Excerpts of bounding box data
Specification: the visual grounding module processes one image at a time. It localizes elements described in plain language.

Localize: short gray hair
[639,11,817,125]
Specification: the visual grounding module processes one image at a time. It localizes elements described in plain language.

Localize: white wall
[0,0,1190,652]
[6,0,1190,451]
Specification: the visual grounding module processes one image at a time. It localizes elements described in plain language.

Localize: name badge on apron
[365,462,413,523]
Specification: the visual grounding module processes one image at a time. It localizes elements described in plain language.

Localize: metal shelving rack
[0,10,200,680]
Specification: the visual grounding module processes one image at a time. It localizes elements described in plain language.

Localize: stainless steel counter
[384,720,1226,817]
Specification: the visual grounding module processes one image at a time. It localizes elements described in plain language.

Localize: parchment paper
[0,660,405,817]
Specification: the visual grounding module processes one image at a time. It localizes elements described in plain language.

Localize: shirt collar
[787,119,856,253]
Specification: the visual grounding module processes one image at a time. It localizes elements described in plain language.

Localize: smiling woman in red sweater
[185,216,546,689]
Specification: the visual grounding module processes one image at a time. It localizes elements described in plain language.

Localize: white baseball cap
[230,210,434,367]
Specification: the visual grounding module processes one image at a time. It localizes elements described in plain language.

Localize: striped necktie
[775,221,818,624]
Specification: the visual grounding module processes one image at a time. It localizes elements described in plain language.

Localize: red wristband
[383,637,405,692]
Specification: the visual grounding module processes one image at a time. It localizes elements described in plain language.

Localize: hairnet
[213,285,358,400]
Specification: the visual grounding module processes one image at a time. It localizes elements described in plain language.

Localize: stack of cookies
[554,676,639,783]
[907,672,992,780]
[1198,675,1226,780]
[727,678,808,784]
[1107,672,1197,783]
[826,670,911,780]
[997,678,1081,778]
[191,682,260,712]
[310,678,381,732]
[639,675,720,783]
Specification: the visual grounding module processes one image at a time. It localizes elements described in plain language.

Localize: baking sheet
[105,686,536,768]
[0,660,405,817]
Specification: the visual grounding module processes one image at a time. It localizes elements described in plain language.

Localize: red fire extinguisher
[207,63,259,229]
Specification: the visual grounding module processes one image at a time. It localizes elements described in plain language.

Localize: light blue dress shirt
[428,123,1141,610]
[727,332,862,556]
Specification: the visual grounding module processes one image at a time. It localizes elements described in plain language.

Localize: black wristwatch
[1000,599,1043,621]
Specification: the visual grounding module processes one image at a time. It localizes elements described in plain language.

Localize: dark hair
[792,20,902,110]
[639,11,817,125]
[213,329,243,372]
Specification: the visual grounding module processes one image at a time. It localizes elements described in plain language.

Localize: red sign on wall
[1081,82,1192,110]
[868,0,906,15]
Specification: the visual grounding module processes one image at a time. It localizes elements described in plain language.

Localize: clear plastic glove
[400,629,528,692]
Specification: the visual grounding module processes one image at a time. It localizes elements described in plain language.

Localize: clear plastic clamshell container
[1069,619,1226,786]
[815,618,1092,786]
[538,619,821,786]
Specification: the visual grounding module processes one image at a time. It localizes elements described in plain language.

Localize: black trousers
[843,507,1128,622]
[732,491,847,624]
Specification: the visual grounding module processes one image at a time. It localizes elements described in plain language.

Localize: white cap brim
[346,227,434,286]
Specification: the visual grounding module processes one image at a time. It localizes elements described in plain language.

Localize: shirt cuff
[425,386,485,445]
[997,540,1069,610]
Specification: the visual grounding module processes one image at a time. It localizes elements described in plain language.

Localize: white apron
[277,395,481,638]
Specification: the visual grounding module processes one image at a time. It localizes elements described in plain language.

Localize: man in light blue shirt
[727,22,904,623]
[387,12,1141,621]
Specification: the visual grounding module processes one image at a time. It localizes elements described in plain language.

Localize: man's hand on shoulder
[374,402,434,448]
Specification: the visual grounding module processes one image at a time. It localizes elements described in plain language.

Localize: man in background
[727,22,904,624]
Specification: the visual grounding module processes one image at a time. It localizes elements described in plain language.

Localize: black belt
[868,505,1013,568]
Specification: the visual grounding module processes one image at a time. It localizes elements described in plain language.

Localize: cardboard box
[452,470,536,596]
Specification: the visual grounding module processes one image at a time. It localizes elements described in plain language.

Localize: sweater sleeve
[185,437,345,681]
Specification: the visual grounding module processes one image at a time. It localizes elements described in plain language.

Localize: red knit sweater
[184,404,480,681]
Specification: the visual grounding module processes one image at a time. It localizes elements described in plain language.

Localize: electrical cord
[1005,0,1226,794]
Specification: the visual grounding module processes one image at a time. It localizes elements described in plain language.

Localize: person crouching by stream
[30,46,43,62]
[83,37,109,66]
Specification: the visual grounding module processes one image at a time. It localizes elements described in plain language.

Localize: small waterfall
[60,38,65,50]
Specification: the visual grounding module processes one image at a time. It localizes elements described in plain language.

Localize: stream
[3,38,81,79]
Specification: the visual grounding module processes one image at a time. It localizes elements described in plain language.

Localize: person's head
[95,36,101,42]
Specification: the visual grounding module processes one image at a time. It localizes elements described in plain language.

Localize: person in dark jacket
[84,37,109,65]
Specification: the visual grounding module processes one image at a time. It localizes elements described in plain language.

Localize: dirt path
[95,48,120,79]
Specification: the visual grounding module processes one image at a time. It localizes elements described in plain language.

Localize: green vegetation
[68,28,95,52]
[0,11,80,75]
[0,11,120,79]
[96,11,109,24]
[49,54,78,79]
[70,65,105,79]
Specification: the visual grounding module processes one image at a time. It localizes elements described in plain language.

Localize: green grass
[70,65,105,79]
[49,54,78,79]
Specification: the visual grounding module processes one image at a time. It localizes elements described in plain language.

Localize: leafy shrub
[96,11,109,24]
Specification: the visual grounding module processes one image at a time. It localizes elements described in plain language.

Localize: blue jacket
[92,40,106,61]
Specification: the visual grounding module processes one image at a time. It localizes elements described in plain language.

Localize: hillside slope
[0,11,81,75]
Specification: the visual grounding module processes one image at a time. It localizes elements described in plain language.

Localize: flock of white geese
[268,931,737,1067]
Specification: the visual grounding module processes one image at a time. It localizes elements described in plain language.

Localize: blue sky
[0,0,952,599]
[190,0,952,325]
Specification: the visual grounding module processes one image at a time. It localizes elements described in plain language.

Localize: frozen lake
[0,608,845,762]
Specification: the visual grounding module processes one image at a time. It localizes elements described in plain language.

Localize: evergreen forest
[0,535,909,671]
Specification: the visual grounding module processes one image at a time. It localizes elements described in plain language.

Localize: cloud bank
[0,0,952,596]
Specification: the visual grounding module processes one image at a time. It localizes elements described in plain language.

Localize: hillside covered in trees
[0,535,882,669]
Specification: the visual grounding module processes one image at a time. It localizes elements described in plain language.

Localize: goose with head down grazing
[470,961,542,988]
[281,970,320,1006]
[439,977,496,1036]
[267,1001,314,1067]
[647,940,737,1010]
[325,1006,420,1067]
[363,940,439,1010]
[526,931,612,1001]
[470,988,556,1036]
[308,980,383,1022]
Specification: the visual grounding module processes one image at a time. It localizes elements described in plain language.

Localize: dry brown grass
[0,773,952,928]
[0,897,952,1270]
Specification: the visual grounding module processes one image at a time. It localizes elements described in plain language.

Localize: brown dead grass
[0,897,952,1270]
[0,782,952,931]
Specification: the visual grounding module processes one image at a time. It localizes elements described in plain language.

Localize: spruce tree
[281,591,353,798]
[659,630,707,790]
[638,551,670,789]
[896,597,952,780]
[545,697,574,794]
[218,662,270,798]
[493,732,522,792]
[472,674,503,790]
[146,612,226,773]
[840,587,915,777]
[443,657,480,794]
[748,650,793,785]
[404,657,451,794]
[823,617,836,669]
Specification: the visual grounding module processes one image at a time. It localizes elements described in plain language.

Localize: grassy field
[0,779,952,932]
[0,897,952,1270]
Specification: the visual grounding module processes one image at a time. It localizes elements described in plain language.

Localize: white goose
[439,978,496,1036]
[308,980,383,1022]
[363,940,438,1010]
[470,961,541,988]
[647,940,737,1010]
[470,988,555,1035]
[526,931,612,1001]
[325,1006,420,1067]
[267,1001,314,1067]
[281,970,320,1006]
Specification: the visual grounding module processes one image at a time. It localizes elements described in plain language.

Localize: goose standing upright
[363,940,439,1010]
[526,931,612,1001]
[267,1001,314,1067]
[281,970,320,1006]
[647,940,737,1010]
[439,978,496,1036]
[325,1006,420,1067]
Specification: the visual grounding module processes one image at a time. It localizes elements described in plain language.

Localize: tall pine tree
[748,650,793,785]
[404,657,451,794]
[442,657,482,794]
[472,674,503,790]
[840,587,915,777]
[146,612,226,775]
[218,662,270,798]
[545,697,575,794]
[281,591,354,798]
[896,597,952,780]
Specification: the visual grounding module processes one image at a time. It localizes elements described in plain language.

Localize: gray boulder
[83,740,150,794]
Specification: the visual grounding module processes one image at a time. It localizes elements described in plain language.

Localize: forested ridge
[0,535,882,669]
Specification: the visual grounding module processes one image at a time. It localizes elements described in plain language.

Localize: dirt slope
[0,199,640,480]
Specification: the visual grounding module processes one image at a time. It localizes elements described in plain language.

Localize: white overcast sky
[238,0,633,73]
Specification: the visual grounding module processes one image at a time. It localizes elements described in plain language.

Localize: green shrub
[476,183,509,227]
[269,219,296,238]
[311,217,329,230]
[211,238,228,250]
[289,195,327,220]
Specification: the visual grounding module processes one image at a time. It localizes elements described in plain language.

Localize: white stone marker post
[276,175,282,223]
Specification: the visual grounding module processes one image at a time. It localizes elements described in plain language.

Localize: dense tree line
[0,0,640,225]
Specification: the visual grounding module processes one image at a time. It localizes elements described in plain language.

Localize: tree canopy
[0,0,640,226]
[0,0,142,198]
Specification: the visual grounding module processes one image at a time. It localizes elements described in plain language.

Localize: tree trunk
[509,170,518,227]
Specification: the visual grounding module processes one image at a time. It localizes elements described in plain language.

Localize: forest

Task to carry out:
Convert the records, from their first line through the line containing "[213,285,358,400]", into a Markdown table with the columns Row and Line, skipping blank lines.

The completed task:
| Row | Line |
|---|---|
| 1 | Specification: the visual grounding module processes one image at a time. It localizes elements described in plain language. |
| 2 | Localize: short gray hair |
| 3 | [639,11,817,125] |
| 4 | Specification: the visual grounding module processes one image at a time. It localizes elements described in plain language. |
| 5 | Localize: white wall |
| 6 | [0,0,1190,652] |
| 7 | [6,0,1190,451] |
| 8 | Specification: the visual grounding module processes one image at a time. It localizes elements described in plain language. |
| 9 | Localize: name badge on apron |
| 10 | [365,462,413,523] |
| 11 | Specification: the visual grounding module processes one image at a time. It localizes elements described in plain language. |
| 12 | Localize: metal shelving rack |
| 13 | [0,10,200,680] |
| 14 | Specification: the visual grounding module processes one image at a time. It localizes elements described in plain language. |
| 15 | Localize: stainless steel counter |
| 16 | [384,720,1226,817] |
| 17 | Specification: the visual grounding module processes one image at a time. It localizes elements described in plain language. |
| 18 | Localize: parchment paper |
| 19 | [0,660,405,817] |
| 20 | Specification: the visual grounding module processes one image at a time. It localizes elements described in plain language. |
| 21 | Localize: shirt collar |
| 22 | [787,119,856,253] |
| 23 | Specification: the visual grounding module processes one image at a time. It localizes elements described in plain language. |
| 24 | Localize: smiling woman in red sweater |
| 25 | [185,216,546,689] |
| 26 | Specification: the visual grounding module processes one image at a time. It localizes elements described in plain language. |
| 27 | Localize: white baseball cap |
| 28 | [230,210,434,367] |
| 29 | Specification: the visual grounding module processes one image at a time. It localizes elements described in plain language. |
| 30 | Localize: striped necktie |
| 31 | [775,221,818,624] |
| 32 | Specification: the visual grounding module processes one image at a time. It localizes elements described in plain language. |
| 33 | Localize: red wristband |
| 34 | [383,637,405,692] |
| 35 | Specification: the visual grounding module processes one image at a time. It localizes elements described in plain language. |
| 36 | Localize: hairnet |
| 37 | [213,285,358,400] |